## WHAT TO DO
Can you extract everything in the judgment summary from "The court treated" down to "at Idas Valley.", copied word for word?

DOCUMENT SEGMENT section start

Makhubela v Stellenbosch District Municipality (20830/22) [2023] ZAWCHC 74 (17 April 2023)

80 Reportability

Brief Summary

Leave to appeal — Application for leave to appeal against order granting access to initiates — Applicant sought unrestricted access for parents, caregivers, and medical personnel to initiates undergoing training — Respondent contested the application, raising issues regarding the attestation of affidavits and the nature of the access sought — Court held that the appeal lacked reasonable prospects of success and dismissed the application with costs.

Comprehensive Summary

Summary of Judgment


1. Introduction


This judgment concerned an opposed application for leave to appeal in the Western Cape Division of the High Court, Cape Town. The proceedings arose after the court had previously granted an order mandating the Stellenbosch District Municipality to grant unrestricted and uninterrupted access to initiates at an initiation school then underway at Idas Valley, Stellenbosch, for specified categories of persons including the principal, parents, care-givers, medical personnel, and traditional healers and herbs-persons.


The parties were Rashid Makhubela (cited as the applicant in the matter) and the Stellenbosch District Municipality (cited as the respondent). The leave-to-appeal proceedings were directed at the correctness of the earlier order (granted in motion proceedings) which, on the court’s description, was grounded in mandament van spolie principles.


The general subject-matter of the dispute, as treated by the court in the leave-to-appeal judgment, was access to initiates during an initiation process and whether the Municipality had unlawfully interfered with possession or quasi-possession so as to justify spoliatory relief. The court also engaged with the scope and relevance of statutory definitions relied on by the Municipality in resisting the earlier order.


2. Material Facts


The court treated as material that, in the underlying proceedings, it had granted an order compelling the Municipality to provide unrestricted and uninterrupted access to initiates for a defined group: the principal, parents, care-givers, medical personnel (including traditional healers and herbs-persons). The initiations were stated to be then underway at Idas Valley.

DOCUMENT SEGMENT section end
INPUT DATA section start

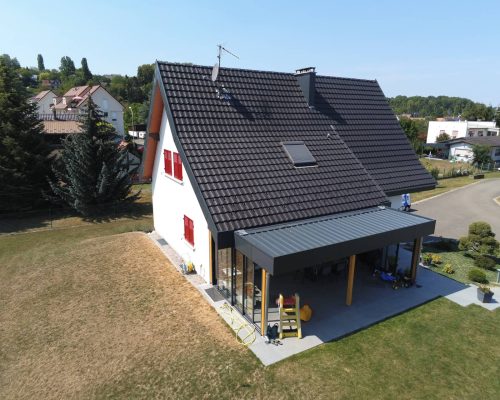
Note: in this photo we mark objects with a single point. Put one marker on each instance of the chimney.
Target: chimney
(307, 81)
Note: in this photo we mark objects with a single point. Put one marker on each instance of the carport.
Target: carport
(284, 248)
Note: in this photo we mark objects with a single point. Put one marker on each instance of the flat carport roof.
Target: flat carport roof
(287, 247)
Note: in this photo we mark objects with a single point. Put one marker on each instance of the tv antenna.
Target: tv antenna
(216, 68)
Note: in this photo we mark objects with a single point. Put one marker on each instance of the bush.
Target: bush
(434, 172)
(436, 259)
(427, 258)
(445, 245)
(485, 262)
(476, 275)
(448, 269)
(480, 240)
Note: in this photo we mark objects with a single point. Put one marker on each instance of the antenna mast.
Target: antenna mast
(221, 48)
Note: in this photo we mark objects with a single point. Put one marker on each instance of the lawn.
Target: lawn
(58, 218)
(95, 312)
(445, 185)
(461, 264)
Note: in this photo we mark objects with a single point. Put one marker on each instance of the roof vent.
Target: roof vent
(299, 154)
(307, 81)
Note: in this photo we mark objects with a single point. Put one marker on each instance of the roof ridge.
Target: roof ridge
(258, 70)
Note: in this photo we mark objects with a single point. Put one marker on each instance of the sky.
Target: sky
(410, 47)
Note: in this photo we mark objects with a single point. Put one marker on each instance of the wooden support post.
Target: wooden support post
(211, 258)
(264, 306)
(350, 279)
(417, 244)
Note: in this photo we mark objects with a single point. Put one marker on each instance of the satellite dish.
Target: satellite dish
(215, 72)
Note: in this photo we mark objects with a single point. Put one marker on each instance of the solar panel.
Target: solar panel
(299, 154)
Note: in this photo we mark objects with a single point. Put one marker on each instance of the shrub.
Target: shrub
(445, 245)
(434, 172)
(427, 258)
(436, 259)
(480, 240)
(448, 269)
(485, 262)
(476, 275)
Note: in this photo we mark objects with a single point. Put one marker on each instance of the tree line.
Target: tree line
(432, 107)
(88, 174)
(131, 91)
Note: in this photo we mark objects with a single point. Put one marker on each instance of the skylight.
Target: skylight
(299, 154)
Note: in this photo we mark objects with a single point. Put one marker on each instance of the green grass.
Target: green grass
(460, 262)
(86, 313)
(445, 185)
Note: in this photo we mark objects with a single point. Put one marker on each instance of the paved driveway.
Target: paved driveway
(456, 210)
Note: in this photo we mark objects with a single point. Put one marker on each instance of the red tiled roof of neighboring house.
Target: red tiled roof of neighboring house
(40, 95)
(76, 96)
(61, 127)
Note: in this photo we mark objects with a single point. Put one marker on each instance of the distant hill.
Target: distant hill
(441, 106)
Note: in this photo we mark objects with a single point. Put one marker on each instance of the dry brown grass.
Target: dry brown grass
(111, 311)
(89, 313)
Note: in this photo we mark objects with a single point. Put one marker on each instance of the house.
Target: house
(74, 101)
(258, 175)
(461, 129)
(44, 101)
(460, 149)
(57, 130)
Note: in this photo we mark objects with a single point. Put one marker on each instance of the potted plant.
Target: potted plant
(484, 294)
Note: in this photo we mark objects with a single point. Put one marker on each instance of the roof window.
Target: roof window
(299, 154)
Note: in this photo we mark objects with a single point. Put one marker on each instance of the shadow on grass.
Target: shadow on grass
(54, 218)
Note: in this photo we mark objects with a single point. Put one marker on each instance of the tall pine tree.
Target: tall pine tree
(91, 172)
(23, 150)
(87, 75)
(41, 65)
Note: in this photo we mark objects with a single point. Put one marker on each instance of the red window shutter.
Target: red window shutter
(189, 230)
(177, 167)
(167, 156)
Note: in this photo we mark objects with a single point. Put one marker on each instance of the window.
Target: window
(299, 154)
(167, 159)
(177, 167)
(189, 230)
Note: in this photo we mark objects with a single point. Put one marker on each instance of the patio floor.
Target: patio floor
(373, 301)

INPUT DATA section end
INPUT DATA section start

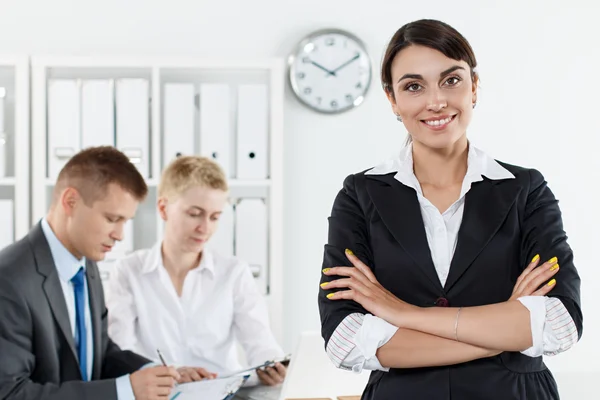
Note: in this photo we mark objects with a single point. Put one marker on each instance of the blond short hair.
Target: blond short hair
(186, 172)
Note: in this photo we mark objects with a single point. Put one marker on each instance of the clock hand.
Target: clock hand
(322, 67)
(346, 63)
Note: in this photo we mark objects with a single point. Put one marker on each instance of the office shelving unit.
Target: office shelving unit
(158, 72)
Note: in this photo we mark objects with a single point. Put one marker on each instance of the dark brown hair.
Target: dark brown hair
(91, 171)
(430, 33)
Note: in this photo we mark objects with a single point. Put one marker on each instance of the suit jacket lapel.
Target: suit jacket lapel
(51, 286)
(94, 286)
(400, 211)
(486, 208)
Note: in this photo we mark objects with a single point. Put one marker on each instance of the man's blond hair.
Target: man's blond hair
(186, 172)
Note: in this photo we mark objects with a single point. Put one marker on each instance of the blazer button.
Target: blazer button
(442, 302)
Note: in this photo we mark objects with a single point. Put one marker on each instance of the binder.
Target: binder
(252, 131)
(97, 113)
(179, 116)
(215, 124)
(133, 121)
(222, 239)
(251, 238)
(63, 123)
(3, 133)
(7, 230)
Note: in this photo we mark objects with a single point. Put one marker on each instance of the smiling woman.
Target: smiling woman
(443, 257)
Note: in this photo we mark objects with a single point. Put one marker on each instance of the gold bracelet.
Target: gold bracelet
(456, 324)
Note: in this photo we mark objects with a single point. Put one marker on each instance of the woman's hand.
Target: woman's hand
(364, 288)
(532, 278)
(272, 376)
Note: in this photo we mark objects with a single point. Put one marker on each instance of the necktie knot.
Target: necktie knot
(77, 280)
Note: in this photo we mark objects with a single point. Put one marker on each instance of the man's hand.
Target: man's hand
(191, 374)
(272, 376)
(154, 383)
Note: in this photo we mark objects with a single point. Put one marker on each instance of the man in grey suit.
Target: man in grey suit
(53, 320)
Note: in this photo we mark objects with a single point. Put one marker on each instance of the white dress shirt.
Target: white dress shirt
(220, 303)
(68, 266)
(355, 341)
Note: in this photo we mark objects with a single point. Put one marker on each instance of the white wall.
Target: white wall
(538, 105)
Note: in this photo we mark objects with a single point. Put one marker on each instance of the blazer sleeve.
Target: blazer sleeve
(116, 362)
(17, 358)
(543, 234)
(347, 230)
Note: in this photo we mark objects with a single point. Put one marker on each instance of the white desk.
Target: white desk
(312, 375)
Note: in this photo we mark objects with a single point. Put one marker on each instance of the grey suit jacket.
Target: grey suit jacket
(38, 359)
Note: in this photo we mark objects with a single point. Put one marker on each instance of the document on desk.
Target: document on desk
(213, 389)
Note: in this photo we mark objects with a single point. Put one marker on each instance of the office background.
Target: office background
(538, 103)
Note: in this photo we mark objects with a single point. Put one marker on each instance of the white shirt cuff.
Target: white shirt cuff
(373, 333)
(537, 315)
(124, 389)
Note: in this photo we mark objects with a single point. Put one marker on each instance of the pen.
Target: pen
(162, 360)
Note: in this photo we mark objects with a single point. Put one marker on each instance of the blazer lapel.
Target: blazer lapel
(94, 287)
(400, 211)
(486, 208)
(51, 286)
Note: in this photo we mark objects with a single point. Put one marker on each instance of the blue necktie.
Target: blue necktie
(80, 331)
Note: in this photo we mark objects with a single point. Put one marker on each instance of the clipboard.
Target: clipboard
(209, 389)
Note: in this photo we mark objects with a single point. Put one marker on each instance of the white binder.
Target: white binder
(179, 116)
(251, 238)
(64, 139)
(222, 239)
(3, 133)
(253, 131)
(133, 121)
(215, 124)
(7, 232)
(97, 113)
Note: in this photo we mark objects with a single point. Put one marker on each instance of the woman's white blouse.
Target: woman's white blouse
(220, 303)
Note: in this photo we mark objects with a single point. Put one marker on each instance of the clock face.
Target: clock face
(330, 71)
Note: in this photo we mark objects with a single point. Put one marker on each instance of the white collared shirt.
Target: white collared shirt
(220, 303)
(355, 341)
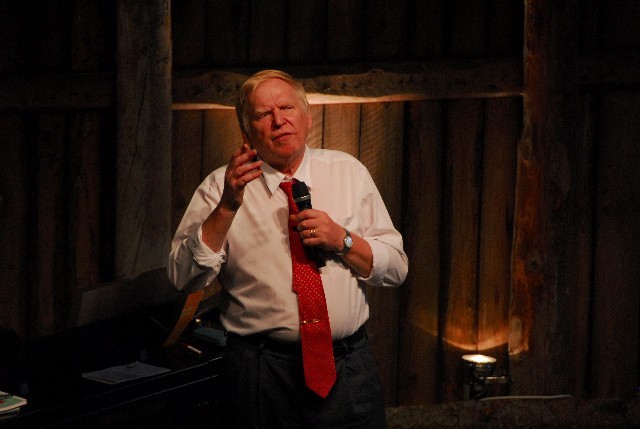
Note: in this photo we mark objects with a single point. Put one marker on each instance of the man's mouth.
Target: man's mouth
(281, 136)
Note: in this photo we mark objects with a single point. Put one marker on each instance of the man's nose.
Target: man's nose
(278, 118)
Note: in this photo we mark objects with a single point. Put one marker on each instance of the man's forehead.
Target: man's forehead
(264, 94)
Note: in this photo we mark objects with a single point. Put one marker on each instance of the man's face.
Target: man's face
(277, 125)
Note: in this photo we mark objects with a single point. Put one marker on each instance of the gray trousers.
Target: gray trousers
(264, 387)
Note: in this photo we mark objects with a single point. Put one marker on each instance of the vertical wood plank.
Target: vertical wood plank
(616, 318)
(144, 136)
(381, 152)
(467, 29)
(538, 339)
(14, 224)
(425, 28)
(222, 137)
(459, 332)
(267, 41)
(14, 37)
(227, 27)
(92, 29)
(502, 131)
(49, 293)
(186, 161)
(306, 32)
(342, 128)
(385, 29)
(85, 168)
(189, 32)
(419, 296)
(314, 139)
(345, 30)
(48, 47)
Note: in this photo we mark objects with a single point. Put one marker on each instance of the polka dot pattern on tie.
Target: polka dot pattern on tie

INPUT DATA section end
INPUT DATA section start

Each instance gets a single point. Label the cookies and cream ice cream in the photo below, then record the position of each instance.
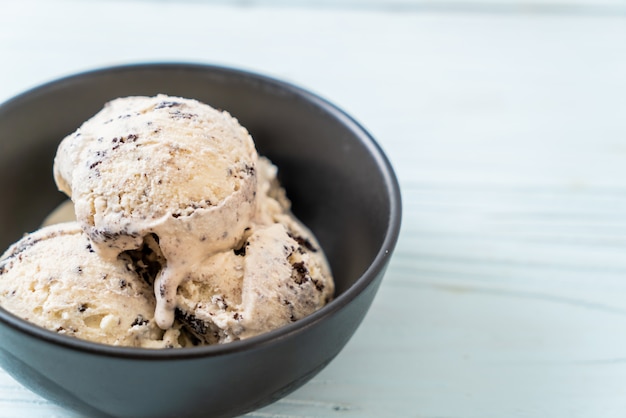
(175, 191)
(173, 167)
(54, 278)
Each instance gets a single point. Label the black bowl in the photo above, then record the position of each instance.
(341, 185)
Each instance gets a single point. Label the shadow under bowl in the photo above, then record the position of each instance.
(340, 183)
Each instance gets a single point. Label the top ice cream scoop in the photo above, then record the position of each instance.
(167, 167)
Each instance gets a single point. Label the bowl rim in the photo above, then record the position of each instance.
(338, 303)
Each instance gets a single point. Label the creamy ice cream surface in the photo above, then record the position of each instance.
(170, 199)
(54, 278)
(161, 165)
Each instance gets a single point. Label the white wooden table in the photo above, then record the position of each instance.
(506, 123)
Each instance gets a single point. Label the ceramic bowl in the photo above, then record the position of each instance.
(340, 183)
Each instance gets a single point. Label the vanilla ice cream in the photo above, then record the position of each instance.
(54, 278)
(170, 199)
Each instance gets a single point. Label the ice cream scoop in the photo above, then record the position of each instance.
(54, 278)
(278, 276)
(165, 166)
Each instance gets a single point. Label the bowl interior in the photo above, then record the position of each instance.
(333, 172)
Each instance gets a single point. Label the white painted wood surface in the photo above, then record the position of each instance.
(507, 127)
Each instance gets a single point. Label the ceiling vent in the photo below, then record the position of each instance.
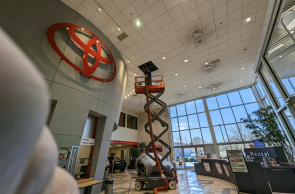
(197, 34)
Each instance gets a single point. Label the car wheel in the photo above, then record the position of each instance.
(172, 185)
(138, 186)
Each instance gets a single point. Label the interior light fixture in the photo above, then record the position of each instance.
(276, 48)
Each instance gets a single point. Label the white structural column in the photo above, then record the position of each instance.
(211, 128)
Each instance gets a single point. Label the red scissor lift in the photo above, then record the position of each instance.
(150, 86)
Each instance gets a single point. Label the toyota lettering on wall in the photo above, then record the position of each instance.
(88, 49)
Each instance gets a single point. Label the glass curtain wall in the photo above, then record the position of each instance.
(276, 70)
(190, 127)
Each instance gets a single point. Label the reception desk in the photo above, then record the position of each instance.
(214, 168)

INPUT DATA section end

## ANSWER SPACE
The court treated as material that, in the underlying proceedings, it had granted an order compelling the Municipality to provide unrestricted and uninterrupted access to initiates for a defined group: the principal, parents, care-givers, medical personnel (including traditional healers and herbs-persons). The initiations were stated to be then underway at Idas Valley.